Optimizing the furnace of a copper smelter

For the first 3 weeks of the project, our team was not involved in modeling and design. We looked at the technological  process itself and characteristics of the products created during its various stages. Our objective was not to fully comprehend the furnace process, but to dissect it into its constituent parts and focus solely on those that affected productivity.

The customer's losses from production downtime were directly related to the project duration. As a result, the team had to make trade-offs between the tasks. The utmost importance was given to the procedures that directly affected the final simulation model. For instance, the calculation of the temperature field was used to build the gas circuit instead of modeling sulfate corrosion. The areas where there was a risk of sulfate corrosion were determined through the temperature field analysis.

Submodeling helped us shorten the calculation time. We modeled the necessary area separately.As a result of the calculation, we determined the geometry of the structural elements of the furnace and established the geometry for the left and right convection shafts, the furnace uptake, and the furnace.

SHORT TASK »
Pick up the furnace optimization text after its last sentence and keep writing it. The items after this are separate from the furnace optimization text.

STORED ROWS »
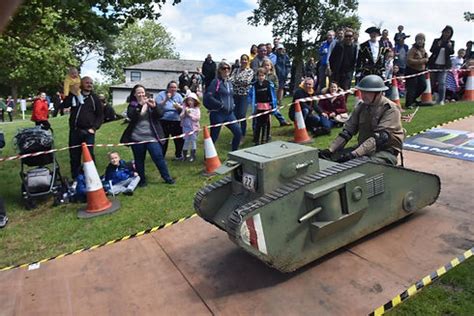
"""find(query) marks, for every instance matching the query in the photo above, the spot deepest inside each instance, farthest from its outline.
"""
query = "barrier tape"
(415, 288)
(406, 118)
(35, 265)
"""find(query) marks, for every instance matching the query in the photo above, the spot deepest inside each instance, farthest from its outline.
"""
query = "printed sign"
(248, 180)
(443, 142)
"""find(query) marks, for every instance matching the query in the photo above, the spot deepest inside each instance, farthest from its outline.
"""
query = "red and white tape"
(314, 98)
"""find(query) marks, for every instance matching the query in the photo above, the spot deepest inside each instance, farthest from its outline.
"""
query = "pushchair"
(40, 175)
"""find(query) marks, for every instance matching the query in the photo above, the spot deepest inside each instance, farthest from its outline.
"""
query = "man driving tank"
(376, 120)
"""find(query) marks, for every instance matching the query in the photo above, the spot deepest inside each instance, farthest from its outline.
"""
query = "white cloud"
(209, 26)
(221, 35)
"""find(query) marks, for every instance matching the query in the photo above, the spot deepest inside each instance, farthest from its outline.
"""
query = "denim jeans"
(77, 137)
(440, 77)
(240, 111)
(156, 152)
(221, 117)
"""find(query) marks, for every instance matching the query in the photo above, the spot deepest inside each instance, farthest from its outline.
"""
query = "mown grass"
(452, 294)
(48, 231)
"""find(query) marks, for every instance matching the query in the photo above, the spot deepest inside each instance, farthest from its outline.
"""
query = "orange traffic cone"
(212, 161)
(426, 97)
(394, 95)
(469, 90)
(358, 97)
(97, 202)
(301, 134)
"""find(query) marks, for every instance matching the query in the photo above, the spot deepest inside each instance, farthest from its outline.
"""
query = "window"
(135, 76)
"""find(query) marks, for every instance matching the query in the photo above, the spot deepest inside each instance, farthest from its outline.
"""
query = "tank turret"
(284, 205)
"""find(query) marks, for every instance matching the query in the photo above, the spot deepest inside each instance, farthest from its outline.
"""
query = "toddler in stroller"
(40, 174)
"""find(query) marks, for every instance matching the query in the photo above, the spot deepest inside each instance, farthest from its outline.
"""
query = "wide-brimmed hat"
(373, 29)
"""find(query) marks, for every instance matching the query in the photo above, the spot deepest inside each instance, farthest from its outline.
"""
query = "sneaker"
(3, 221)
(128, 192)
(170, 181)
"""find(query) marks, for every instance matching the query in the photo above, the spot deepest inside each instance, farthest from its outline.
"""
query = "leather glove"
(325, 154)
(343, 157)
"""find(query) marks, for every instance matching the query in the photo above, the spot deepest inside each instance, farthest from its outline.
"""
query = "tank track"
(237, 216)
(206, 190)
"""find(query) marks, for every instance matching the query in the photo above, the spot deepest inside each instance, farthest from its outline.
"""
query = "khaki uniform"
(366, 120)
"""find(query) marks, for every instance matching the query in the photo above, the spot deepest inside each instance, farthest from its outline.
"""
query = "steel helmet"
(372, 83)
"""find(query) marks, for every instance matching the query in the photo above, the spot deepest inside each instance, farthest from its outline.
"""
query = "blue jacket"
(219, 96)
(252, 97)
(282, 66)
(118, 173)
(323, 52)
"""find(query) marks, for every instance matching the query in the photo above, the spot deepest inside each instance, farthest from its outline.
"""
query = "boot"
(320, 131)
(193, 155)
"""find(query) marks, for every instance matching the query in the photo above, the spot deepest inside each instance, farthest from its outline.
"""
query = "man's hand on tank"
(325, 154)
(343, 157)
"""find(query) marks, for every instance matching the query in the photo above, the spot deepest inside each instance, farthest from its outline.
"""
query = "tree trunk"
(299, 47)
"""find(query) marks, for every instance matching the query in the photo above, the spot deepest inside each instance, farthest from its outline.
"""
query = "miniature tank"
(287, 207)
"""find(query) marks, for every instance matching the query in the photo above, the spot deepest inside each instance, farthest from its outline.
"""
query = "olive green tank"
(287, 207)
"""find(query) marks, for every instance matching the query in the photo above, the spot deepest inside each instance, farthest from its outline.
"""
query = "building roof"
(178, 65)
(155, 83)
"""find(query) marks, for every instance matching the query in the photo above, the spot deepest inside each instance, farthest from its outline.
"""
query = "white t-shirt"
(374, 47)
(441, 59)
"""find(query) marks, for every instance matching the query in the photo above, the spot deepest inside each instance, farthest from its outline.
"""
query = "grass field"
(48, 231)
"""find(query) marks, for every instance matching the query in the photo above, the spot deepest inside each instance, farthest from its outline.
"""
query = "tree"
(301, 22)
(50, 30)
(138, 43)
(38, 64)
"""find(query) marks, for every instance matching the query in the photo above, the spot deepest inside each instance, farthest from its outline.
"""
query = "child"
(72, 84)
(263, 99)
(120, 177)
(334, 109)
(190, 116)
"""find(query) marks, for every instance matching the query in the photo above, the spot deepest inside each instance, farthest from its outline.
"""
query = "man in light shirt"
(371, 60)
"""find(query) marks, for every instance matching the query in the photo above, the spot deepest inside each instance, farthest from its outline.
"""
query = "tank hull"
(320, 212)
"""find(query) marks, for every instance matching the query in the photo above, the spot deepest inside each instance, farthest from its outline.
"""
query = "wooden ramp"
(193, 269)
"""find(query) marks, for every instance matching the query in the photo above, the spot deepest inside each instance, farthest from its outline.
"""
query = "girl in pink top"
(190, 116)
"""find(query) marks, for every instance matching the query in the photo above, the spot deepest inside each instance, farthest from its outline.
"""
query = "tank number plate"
(248, 180)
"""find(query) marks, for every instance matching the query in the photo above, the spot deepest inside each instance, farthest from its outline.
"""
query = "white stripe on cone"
(470, 83)
(299, 120)
(428, 84)
(93, 182)
(209, 148)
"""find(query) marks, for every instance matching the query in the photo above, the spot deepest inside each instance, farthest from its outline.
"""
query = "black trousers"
(2, 207)
(77, 137)
(414, 86)
(262, 128)
(173, 128)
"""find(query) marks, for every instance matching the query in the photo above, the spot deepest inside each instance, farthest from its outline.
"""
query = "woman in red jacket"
(41, 112)
(334, 108)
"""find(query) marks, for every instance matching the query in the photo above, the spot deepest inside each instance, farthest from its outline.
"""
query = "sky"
(220, 27)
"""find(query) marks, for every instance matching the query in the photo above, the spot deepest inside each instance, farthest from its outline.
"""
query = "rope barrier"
(407, 118)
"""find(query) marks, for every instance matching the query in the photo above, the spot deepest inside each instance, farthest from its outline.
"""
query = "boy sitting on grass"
(120, 176)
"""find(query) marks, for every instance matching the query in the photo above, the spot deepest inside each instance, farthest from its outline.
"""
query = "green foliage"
(301, 22)
(137, 43)
(45, 36)
(453, 294)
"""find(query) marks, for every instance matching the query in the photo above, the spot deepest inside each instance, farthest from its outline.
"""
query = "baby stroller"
(40, 175)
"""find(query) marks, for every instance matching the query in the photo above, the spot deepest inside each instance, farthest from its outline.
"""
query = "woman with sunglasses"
(219, 100)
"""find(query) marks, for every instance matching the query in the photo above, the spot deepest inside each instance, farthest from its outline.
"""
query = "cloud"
(222, 32)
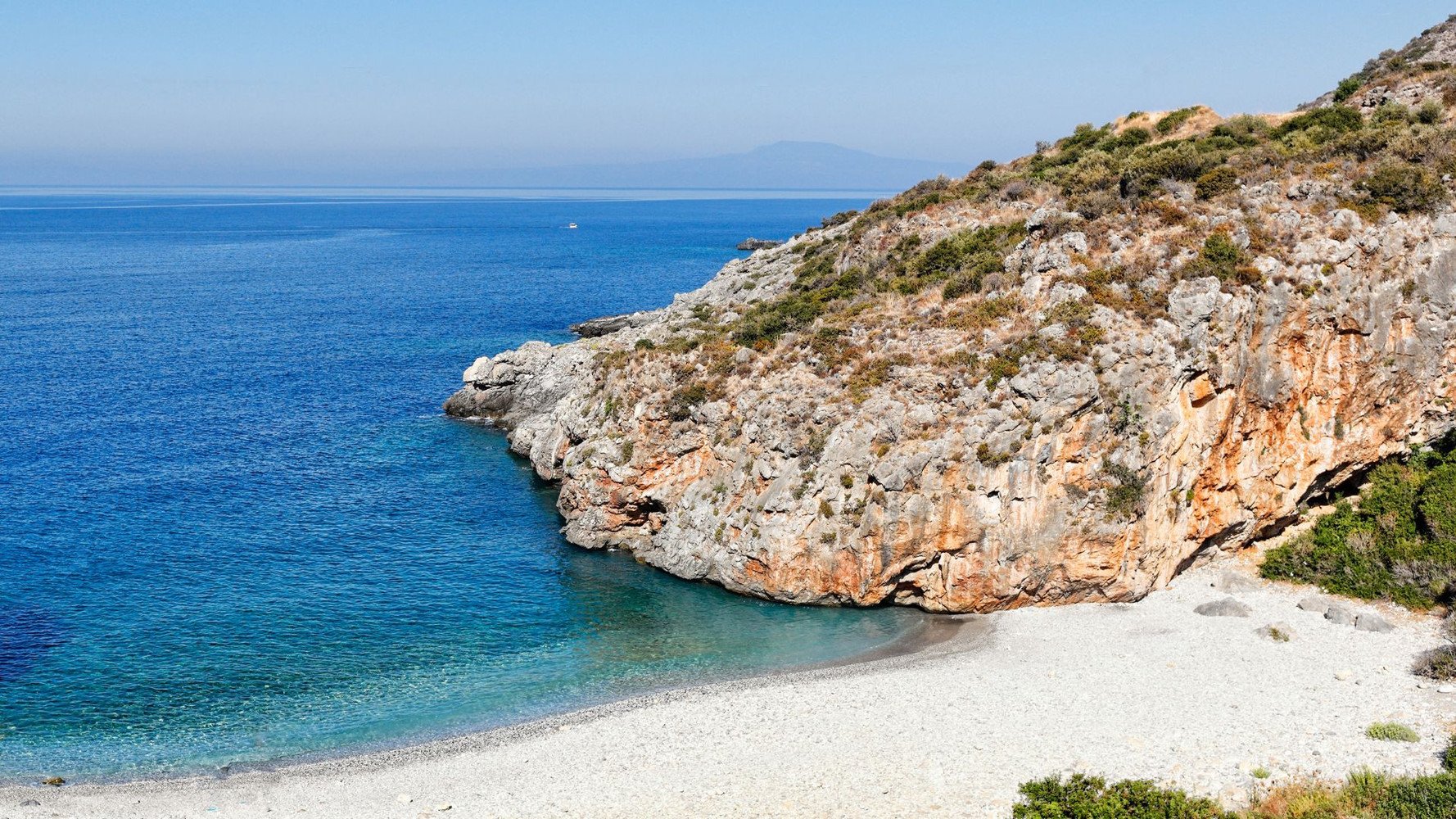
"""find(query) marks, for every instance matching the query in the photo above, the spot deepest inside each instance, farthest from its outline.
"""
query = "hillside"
(1060, 379)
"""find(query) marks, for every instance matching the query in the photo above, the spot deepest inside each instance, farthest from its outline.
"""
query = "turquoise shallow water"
(235, 525)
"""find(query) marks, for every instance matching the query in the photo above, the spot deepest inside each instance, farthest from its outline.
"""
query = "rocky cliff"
(1059, 379)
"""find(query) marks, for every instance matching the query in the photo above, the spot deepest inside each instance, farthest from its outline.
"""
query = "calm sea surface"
(235, 525)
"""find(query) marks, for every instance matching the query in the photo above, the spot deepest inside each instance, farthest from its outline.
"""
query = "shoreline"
(948, 722)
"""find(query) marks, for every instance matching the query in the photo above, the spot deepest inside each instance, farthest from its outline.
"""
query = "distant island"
(784, 165)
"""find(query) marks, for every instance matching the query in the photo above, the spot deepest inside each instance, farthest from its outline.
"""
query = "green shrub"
(964, 258)
(1244, 130)
(1091, 798)
(1364, 794)
(1126, 495)
(1405, 187)
(1222, 258)
(1323, 124)
(1216, 183)
(683, 400)
(1437, 501)
(1396, 545)
(1392, 732)
(1418, 798)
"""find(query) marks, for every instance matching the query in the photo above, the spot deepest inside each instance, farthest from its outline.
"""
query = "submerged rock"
(603, 325)
(750, 244)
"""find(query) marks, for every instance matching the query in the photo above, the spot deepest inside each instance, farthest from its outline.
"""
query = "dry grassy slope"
(1143, 376)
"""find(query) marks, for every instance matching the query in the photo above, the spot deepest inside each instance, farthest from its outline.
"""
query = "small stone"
(1226, 607)
(1315, 604)
(1369, 621)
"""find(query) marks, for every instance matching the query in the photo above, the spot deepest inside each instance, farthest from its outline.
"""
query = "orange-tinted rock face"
(881, 462)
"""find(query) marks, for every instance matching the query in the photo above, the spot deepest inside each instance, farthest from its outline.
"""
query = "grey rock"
(1369, 621)
(1340, 615)
(750, 244)
(1226, 607)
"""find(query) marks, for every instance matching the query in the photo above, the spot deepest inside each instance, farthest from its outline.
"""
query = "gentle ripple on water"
(233, 525)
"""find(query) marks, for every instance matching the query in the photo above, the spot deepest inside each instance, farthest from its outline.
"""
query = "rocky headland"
(1065, 378)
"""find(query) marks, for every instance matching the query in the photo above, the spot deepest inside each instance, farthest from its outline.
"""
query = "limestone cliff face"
(1095, 414)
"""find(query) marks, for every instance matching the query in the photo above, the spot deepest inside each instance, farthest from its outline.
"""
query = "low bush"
(964, 260)
(1092, 798)
(1349, 86)
(1363, 794)
(1392, 547)
(1405, 187)
(1126, 495)
(1436, 663)
(1171, 121)
(683, 400)
(1222, 258)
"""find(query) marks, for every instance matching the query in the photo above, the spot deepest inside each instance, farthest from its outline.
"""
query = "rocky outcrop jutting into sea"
(1059, 379)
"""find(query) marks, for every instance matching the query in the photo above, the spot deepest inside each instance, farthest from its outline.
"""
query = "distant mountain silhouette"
(780, 165)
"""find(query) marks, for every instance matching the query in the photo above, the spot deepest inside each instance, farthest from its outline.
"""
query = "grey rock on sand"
(603, 325)
(1226, 607)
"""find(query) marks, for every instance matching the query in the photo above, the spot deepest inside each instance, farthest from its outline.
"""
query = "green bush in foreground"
(1392, 732)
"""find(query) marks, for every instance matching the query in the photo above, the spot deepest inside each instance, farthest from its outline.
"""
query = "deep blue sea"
(235, 525)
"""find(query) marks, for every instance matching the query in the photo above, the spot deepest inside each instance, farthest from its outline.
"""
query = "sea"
(236, 528)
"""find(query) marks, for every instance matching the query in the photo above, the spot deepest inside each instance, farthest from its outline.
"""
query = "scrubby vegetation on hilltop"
(1363, 794)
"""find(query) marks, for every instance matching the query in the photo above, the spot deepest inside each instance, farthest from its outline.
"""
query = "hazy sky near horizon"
(366, 92)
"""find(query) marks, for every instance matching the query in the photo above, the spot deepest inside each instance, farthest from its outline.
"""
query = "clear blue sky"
(363, 92)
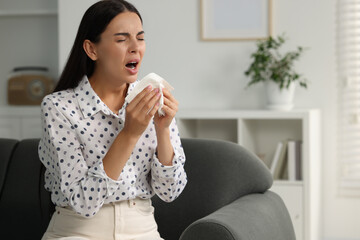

ANSWER FOR THE TASK »
Understanding the technological processes that occur in a specific furnace area allowed us to simplify the calculating geometry.  For example, just part of the basic geometry was analyzed when modeling the hydrodynamics of melt bubbling. The boundaries separating the calculating area from neighboring recurring areas were defined as symmetry boundaries. By simplifying calculations, we sped up modeling while maintaining calculation accuracy.

A research supercomputer was utilized for the majority of simulation runs since the size of the furnace (length 21 meters and height of the melting shop 9 meters) and tuyeres (diameter 0.2 m) blowing the gas mixture at a near-sonic speed precluded utilizing normal methods of model development. About 50 iterations were performed for the main model. For further models, our team performed a great number of tiny iterations.

The combination of heat and mass transfer processes with phase transitions is not recorded by sensors during furnace operation and is also little studied by the scientific community. Therefore, the impossibility of conducting a real experiment of boiling processes was expected. The solution was to determine the required parameters through process simulation. For instance, to gauge the intensity of melt spattering in the furnace, we assessed the average quantity of spattered slag in the control zone above the melt during the simulation.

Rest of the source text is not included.